= Set exercise =
Starting with the line that contains "trousers with a point." and going on through the end of the listing, can you write out every line again, requests included, with each coordinate in the answers multiplied by 1.7 and rounded to a whole number, with halves rounded up?

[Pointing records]
▽

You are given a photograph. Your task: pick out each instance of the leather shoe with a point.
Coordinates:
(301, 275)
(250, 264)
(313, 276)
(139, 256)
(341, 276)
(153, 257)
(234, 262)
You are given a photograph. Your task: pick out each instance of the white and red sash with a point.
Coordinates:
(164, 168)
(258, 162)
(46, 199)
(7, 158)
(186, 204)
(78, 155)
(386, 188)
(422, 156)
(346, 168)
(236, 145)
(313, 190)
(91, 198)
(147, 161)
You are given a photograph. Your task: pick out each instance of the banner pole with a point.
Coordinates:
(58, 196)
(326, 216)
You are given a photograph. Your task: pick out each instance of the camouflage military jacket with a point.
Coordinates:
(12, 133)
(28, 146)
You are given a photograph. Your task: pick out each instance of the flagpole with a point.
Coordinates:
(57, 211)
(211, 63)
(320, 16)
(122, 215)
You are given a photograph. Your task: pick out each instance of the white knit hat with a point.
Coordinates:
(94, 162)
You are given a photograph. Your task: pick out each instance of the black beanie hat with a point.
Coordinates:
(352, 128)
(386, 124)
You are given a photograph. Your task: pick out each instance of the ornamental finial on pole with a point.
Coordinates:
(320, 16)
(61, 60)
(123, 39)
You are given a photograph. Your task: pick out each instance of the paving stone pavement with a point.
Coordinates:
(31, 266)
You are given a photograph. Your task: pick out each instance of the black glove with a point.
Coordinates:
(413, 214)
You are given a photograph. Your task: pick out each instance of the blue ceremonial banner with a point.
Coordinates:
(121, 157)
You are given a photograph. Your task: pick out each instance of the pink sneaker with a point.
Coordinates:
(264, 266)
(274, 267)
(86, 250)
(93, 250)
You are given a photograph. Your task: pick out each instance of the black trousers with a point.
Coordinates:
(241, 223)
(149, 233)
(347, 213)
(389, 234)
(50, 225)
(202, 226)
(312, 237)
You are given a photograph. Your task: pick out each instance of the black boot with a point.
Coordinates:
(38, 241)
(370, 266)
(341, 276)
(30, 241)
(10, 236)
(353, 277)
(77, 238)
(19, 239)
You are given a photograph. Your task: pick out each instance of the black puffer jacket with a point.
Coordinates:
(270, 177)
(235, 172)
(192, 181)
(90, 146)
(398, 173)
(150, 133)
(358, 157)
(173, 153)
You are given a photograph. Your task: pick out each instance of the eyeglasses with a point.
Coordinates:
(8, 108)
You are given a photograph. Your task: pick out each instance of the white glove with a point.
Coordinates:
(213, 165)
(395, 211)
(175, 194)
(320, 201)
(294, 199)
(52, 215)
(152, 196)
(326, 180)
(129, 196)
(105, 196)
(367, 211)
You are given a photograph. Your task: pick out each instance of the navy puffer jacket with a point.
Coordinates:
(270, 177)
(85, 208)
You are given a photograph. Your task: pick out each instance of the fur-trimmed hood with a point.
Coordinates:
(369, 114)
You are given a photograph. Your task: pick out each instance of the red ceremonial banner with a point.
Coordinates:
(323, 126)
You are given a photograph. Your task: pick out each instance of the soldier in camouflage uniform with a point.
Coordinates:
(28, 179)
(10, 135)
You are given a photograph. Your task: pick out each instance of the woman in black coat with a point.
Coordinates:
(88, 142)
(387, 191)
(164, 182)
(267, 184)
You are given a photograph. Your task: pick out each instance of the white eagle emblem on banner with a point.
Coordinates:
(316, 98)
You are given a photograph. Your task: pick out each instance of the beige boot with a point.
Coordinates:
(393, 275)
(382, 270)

△

= Output of the task =
You are given a photograph. Your task: pick out each instance of the black trousers with a point.
Coordinates:
(410, 379)
(253, 396)
(590, 362)
(661, 398)
(85, 383)
(343, 384)
(530, 403)
You are given a photograph. Your task: pick out each instance of the black boot with a point.
Coordinates:
(65, 410)
(629, 452)
(580, 469)
(51, 410)
(17, 401)
(600, 471)
(131, 405)
(32, 406)
You are given a photograph. Your task: pick out each instance of the black puffer jacket with a point.
Coordinates:
(459, 301)
(400, 292)
(326, 308)
(153, 248)
(677, 294)
(255, 226)
(609, 267)
(294, 260)
You are given a photograph. Your task: pick out each instance of the eyeglasses with a point.
Coordinates:
(14, 184)
You are given a photograph. Your task: pick out each instance of the white glove with a point.
Coordinates:
(362, 281)
(672, 359)
(298, 330)
(544, 342)
(500, 338)
(88, 366)
(258, 333)
(554, 306)
(219, 333)
(179, 333)
(624, 359)
You are given a photograph. Your task: pick out each instance of the navy puffer jacket with a point.
Coordinates:
(459, 301)
(145, 354)
You are given a photograph. Your task: pick out each instance of the fur-trimmed hood with a point.
Coordinates:
(627, 194)
You are given a photograph. Your task: pick out each instance of the red ceremonial banner with a point.
Coordinates:
(549, 214)
You are given a photograph. Your task: pick out each instance of the soldier in camouflage uniform with a point.
Coordinates:
(48, 304)
(17, 230)
You are given a photograph. Your task: pick out each instance of the woman in black coat with a point.
Coordinates:
(150, 241)
(658, 325)
(279, 309)
(454, 313)
You are given a photograph. Your task: pick out each instance of the white eagle emblem on banner with a point.
Coordinates:
(537, 167)
You are given a photograph. Your task: pick out each instance of the beige boot with a point.
Coordinates:
(668, 468)
(649, 459)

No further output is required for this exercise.